● WHAT THE TASK REQUIRES: The word "below" marks the lines you need; copy each of them from the data.

[Records from a collection]
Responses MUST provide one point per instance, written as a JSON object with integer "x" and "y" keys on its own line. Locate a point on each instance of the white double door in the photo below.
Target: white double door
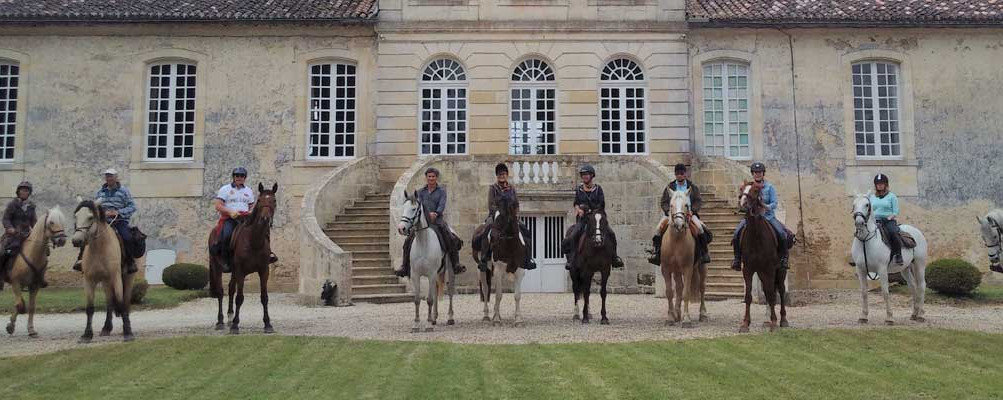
{"x": 545, "y": 247}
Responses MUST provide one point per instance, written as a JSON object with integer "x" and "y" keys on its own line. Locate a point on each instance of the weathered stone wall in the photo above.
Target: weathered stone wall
{"x": 633, "y": 187}
{"x": 83, "y": 94}
{"x": 950, "y": 131}
{"x": 320, "y": 258}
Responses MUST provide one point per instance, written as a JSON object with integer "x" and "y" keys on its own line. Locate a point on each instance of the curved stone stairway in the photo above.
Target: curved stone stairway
{"x": 363, "y": 231}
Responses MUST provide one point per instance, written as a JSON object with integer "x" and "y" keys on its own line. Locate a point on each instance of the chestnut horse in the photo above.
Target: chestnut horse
{"x": 251, "y": 246}
{"x": 759, "y": 257}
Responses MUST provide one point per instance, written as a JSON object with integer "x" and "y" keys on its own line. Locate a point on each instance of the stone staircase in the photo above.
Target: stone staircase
{"x": 363, "y": 231}
{"x": 718, "y": 215}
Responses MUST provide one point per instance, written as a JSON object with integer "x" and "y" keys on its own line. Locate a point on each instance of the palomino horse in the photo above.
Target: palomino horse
{"x": 991, "y": 228}
{"x": 595, "y": 254}
{"x": 508, "y": 255}
{"x": 251, "y": 244}
{"x": 681, "y": 270}
{"x": 873, "y": 256}
{"x": 28, "y": 265}
{"x": 759, "y": 257}
{"x": 102, "y": 264}
{"x": 426, "y": 260}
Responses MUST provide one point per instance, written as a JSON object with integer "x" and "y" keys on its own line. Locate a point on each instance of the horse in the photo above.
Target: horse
{"x": 759, "y": 257}
{"x": 595, "y": 254}
{"x": 426, "y": 260}
{"x": 872, "y": 256}
{"x": 509, "y": 253}
{"x": 251, "y": 244}
{"x": 683, "y": 274}
{"x": 991, "y": 228}
{"x": 29, "y": 264}
{"x": 102, "y": 264}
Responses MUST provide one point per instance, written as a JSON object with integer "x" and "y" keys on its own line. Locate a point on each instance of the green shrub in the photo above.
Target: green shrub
{"x": 186, "y": 277}
{"x": 139, "y": 288}
{"x": 953, "y": 277}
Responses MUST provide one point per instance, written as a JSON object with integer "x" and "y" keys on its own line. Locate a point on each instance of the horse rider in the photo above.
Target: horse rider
{"x": 498, "y": 190}
{"x": 116, "y": 201}
{"x": 768, "y": 196}
{"x": 234, "y": 201}
{"x": 589, "y": 197}
{"x": 885, "y": 206}
{"x": 18, "y": 219}
{"x": 682, "y": 183}
{"x": 432, "y": 198}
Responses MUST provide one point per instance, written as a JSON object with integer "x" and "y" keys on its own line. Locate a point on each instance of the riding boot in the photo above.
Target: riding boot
{"x": 656, "y": 253}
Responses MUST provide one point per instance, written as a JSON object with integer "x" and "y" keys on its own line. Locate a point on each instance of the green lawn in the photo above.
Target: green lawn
{"x": 867, "y": 364}
{"x": 71, "y": 300}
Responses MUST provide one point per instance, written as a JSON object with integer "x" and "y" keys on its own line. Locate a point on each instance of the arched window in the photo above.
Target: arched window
{"x": 9, "y": 76}
{"x": 332, "y": 110}
{"x": 443, "y": 108}
{"x": 171, "y": 111}
{"x": 622, "y": 108}
{"x": 876, "y": 109}
{"x": 726, "y": 109}
{"x": 533, "y": 127}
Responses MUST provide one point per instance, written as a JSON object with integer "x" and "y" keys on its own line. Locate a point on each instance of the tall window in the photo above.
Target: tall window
{"x": 532, "y": 124}
{"x": 332, "y": 111}
{"x": 171, "y": 112}
{"x": 443, "y": 108}
{"x": 876, "y": 109}
{"x": 8, "y": 109}
{"x": 726, "y": 109}
{"x": 622, "y": 108}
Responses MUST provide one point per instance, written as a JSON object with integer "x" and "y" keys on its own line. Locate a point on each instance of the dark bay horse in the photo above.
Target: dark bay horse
{"x": 759, "y": 257}
{"x": 595, "y": 256}
{"x": 251, "y": 247}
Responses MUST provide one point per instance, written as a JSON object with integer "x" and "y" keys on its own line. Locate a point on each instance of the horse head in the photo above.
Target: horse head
{"x": 87, "y": 216}
{"x": 992, "y": 234}
{"x": 264, "y": 208}
{"x": 680, "y": 206}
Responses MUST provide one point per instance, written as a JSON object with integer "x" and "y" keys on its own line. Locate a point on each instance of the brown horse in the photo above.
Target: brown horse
{"x": 759, "y": 256}
{"x": 251, "y": 246}
{"x": 681, "y": 270}
{"x": 29, "y": 264}
{"x": 102, "y": 264}
{"x": 595, "y": 255}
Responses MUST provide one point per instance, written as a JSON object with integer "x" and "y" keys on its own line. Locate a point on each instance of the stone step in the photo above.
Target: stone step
{"x": 383, "y": 299}
{"x": 374, "y": 280}
{"x": 378, "y": 289}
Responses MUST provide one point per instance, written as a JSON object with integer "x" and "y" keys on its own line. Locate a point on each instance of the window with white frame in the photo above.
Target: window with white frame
{"x": 726, "y": 109}
{"x": 622, "y": 108}
{"x": 171, "y": 112}
{"x": 332, "y": 111}
{"x": 443, "y": 108}
{"x": 9, "y": 75}
{"x": 876, "y": 109}
{"x": 533, "y": 126}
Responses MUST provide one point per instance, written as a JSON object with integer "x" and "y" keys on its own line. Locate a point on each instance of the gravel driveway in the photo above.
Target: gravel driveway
{"x": 547, "y": 319}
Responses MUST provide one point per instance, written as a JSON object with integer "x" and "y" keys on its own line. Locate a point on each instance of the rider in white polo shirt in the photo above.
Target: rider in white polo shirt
{"x": 234, "y": 201}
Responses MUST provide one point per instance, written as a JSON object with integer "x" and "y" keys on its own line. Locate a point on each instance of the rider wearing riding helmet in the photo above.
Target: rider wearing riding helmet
{"x": 499, "y": 189}
{"x": 769, "y": 198}
{"x": 588, "y": 197}
{"x": 885, "y": 207}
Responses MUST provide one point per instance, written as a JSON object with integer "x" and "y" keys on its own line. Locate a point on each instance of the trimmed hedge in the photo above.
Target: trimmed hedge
{"x": 953, "y": 277}
{"x": 186, "y": 277}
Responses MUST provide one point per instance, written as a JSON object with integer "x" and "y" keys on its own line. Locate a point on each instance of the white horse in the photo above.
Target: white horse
{"x": 426, "y": 260}
{"x": 872, "y": 256}
{"x": 992, "y": 233}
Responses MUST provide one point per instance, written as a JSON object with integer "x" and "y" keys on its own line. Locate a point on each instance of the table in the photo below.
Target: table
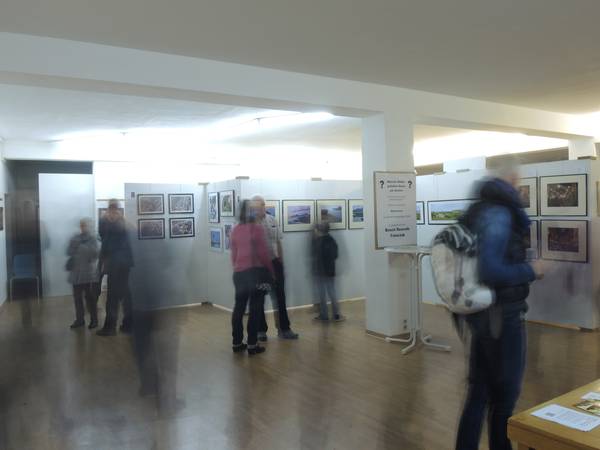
{"x": 530, "y": 432}
{"x": 415, "y": 314}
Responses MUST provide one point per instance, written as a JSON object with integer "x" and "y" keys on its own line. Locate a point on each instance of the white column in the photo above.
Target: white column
{"x": 581, "y": 148}
{"x": 387, "y": 143}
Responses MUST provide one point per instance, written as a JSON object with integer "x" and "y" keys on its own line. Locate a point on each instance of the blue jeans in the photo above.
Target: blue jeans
{"x": 496, "y": 367}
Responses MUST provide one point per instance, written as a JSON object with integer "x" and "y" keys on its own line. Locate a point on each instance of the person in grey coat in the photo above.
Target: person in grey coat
{"x": 83, "y": 273}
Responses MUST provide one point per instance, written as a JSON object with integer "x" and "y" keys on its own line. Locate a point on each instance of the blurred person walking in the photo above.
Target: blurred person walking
{"x": 324, "y": 254}
{"x": 252, "y": 270}
{"x": 116, "y": 260}
{"x": 498, "y": 336}
{"x": 277, "y": 293}
{"x": 83, "y": 274}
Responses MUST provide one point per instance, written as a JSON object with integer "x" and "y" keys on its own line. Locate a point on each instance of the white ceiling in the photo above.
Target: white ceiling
{"x": 538, "y": 53}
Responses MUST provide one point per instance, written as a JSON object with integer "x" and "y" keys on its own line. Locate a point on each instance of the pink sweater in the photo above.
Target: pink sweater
{"x": 249, "y": 248}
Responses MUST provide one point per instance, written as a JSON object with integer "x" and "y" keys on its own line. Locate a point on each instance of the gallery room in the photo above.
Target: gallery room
{"x": 295, "y": 227}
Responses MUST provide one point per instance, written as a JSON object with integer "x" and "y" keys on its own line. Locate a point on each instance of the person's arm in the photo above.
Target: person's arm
{"x": 494, "y": 234}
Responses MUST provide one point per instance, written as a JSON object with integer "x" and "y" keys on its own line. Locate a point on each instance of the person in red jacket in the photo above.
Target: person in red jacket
{"x": 252, "y": 266}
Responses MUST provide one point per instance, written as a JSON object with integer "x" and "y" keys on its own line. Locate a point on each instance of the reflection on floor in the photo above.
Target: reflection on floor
{"x": 335, "y": 388}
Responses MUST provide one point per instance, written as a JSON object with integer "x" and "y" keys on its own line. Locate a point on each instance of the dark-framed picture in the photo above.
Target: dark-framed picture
{"x": 332, "y": 212}
{"x": 420, "y": 213}
{"x": 151, "y": 229}
{"x": 532, "y": 246}
{"x": 273, "y": 209}
{"x": 181, "y": 203}
{"x": 213, "y": 207}
{"x": 151, "y": 204}
{"x": 216, "y": 239}
{"x": 444, "y": 212}
{"x": 527, "y": 188}
{"x": 227, "y": 229}
{"x": 227, "y": 203}
{"x": 563, "y": 195}
{"x": 181, "y": 227}
{"x": 356, "y": 214}
{"x": 298, "y": 215}
{"x": 564, "y": 240}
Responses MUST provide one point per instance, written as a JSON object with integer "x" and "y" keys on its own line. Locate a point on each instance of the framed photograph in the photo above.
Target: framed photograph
{"x": 273, "y": 208}
{"x": 213, "y": 207}
{"x": 420, "y": 213}
{"x": 227, "y": 229}
{"x": 333, "y": 212}
{"x": 528, "y": 191}
{"x": 181, "y": 227}
{"x": 216, "y": 239}
{"x": 564, "y": 240}
{"x": 532, "y": 246}
{"x": 151, "y": 204}
{"x": 227, "y": 203}
{"x": 444, "y": 212}
{"x": 151, "y": 229}
{"x": 181, "y": 203}
{"x": 563, "y": 195}
{"x": 356, "y": 214}
{"x": 298, "y": 215}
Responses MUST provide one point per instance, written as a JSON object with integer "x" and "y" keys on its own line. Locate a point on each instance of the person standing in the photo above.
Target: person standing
{"x": 324, "y": 254}
{"x": 252, "y": 268}
{"x": 82, "y": 266}
{"x": 277, "y": 293}
{"x": 498, "y": 335}
{"x": 116, "y": 260}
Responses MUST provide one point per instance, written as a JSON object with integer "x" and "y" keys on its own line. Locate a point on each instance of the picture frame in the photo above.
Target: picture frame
{"x": 332, "y": 211}
{"x": 215, "y": 235}
{"x": 445, "y": 212}
{"x": 181, "y": 227}
{"x": 528, "y": 191}
{"x": 181, "y": 203}
{"x": 563, "y": 195}
{"x": 151, "y": 229}
{"x": 564, "y": 240}
{"x": 213, "y": 207}
{"x": 227, "y": 203}
{"x": 420, "y": 213}
{"x": 150, "y": 204}
{"x": 273, "y": 208}
{"x": 356, "y": 214}
{"x": 227, "y": 229}
{"x": 298, "y": 215}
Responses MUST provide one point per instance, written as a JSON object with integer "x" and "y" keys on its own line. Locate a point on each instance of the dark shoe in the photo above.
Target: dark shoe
{"x": 77, "y": 324}
{"x": 106, "y": 332}
{"x": 239, "y": 348}
{"x": 256, "y": 350}
{"x": 287, "y": 334}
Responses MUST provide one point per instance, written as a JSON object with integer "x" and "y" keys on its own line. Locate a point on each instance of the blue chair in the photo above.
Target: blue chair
{"x": 24, "y": 269}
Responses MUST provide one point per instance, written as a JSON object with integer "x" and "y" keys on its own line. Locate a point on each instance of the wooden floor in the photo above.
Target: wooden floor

● COMPLETED TASK:
Responses MUST provide one point per instance, written as a JSON object with integer "x" and "y" keys on its own line. Locate a point on each instance of the white double door in the photo below.
Responses MUST provide one point per instance, written as a JSON object with integer "x" and "y" keys on its own line. Locate a point on each instance of the table in the photo below.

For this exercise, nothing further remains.